§ **The request**
Can the data below be set down again exactly, line for line?

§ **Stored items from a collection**

++++++++++++++++++++

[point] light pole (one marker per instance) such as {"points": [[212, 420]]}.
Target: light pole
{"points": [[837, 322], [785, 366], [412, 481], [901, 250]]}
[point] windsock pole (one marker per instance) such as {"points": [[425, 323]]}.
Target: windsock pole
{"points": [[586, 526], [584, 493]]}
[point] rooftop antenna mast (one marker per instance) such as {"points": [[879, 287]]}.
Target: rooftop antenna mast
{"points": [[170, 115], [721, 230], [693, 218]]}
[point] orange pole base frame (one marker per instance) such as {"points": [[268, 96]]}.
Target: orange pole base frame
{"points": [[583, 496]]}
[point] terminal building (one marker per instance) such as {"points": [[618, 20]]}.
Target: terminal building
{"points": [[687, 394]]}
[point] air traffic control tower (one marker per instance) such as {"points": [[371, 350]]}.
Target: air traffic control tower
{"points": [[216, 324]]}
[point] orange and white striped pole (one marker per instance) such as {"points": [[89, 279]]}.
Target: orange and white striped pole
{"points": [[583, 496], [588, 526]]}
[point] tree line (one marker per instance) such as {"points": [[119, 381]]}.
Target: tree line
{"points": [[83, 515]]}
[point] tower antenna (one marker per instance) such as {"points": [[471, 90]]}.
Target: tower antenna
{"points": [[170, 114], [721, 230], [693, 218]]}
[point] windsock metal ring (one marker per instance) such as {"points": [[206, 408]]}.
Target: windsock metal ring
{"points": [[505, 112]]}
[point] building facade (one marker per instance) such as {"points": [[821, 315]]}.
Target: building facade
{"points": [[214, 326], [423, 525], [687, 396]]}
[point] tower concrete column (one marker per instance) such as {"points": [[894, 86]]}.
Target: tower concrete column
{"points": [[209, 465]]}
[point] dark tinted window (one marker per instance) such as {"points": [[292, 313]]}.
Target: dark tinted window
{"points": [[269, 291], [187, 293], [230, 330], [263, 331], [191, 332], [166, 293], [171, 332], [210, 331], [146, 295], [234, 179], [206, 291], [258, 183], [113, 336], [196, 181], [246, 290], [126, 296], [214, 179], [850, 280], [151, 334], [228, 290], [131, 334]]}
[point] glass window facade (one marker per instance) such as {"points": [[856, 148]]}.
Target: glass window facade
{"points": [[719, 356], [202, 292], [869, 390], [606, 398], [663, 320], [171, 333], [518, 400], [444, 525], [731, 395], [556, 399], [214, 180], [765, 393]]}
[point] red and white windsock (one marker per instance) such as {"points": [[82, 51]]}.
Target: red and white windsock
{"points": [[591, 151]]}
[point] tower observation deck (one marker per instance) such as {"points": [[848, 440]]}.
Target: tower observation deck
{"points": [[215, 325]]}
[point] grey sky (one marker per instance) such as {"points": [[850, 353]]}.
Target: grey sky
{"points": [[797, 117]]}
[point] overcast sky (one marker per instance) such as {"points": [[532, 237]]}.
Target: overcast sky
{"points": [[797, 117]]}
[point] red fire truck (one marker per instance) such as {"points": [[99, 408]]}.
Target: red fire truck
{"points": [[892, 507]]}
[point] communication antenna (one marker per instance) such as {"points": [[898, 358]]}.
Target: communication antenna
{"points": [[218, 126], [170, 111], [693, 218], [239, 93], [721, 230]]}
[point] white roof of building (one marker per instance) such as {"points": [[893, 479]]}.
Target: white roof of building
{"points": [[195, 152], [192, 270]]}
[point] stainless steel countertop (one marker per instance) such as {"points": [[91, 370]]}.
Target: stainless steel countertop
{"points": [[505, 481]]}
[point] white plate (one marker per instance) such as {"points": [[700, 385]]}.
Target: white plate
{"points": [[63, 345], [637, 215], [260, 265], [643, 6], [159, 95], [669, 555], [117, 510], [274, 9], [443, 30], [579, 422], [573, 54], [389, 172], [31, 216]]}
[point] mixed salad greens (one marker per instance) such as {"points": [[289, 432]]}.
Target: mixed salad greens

++++++++++++++++++++

§ **Solution to this exercise**
[point] light pole (one marker per instance) such as {"points": [[212, 420]]}.
Target: light pole
{"points": [[837, 322], [785, 366], [412, 481], [901, 250]]}
[point] windsock pole (one marker per instance) such as {"points": [[425, 323]]}.
Target: windsock pole
{"points": [[586, 526], [584, 493]]}
[point] rooftop antenna mast (one marker per instance) such as {"points": [[879, 287]]}.
Target: rooftop antenna mast
{"points": [[170, 115], [721, 230], [693, 218]]}
[point] orange pole base frame (one marker per instance) such as {"points": [[268, 96]]}.
Target: orange pole base frame
{"points": [[583, 496]]}
[point] terminal building (one marker per instance) such as {"points": [[618, 20]]}.
Target: terminal building
{"points": [[687, 394]]}
[point] air traffic control tower (one marker per instance) such as {"points": [[371, 350]]}.
Target: air traffic control tower
{"points": [[216, 324]]}
[point] orange and white striped pole (one marker per instance) such as {"points": [[89, 279]]}.
Target: orange and white striped pole
{"points": [[583, 496], [588, 526]]}
[point] tree line (one marker per instance) such as {"points": [[119, 381]]}.
Target: tree line
{"points": [[83, 515]]}
[point] tower antenna (one marker per instance) such as {"points": [[471, 90]]}.
Target: tower antenna
{"points": [[170, 114], [721, 230], [693, 218]]}
[point] windsock metal ring (one marker per instance) such as {"points": [[206, 408]]}.
Target: windsock metal ring
{"points": [[505, 112]]}
[point] building facade (one marker per instance) such as {"points": [[821, 315]]}.
Target: building facade
{"points": [[214, 326], [423, 525], [687, 396]]}
[point] tower concrete column (one marker per instance) such as {"points": [[894, 86]]}.
Target: tower concrete column
{"points": [[209, 465]]}
[point] dark tinted window (one marker per instance) such as {"points": [[292, 313]]}.
Target: dark tinted window
{"points": [[269, 291], [187, 293], [230, 330], [263, 331], [191, 332], [166, 293], [171, 332], [210, 331], [146, 295], [234, 179], [206, 291], [258, 183], [113, 336], [196, 181], [246, 290], [126, 296], [214, 179], [850, 280], [151, 334], [228, 290], [131, 334]]}
[point] glass window facade (one marker per instance) such as {"points": [[856, 148]]}.
Target: glass window facade
{"points": [[719, 356], [202, 292], [869, 390], [606, 398], [663, 320], [171, 333], [518, 400], [444, 525], [731, 395], [556, 399], [214, 180], [765, 393]]}
[point] red and white windsock (one marker per instance) such as {"points": [[82, 51]]}.
Target: red and white windsock
{"points": [[591, 151]]}
[point] tower observation deck (one marker per instance) such as {"points": [[848, 440]]}.
Target: tower observation deck
{"points": [[215, 325]]}
[point] grey sky (one marker per instance) such as {"points": [[850, 353]]}.
Target: grey sky
{"points": [[797, 117]]}
[point] overcast sky (one marker per instance) such as {"points": [[532, 237]]}.
Target: overcast sky
{"points": [[797, 117]]}
[point] red fire truck (one marker per instance) such as {"points": [[99, 408]]}.
Target: red fire truck
{"points": [[892, 507]]}
[point] communication antenna (one marker per instance) such as {"points": [[898, 358]]}.
Target: communication antenna
{"points": [[218, 126], [170, 111], [693, 218], [239, 93], [721, 230]]}
[point] white roof of building (one marker per instance) such as {"points": [[893, 479]]}.
Target: white roof of building
{"points": [[195, 152], [192, 270]]}
[point] stainless steel countertop (one marker per instance) such as {"points": [[91, 370]]}.
Target: stainless steel countertop
{"points": [[505, 481]]}
[point] white plate (one marker per instance) such as {"points": [[700, 385]]}.
Target: white plate
{"points": [[63, 345], [637, 215], [260, 265], [643, 6], [159, 95], [669, 555], [117, 510], [274, 9], [443, 30], [579, 422], [573, 54], [389, 172], [31, 216]]}
[point] mixed salad greens (one marker per instance) such as {"points": [[289, 432]]}.
Target: mixed salad greens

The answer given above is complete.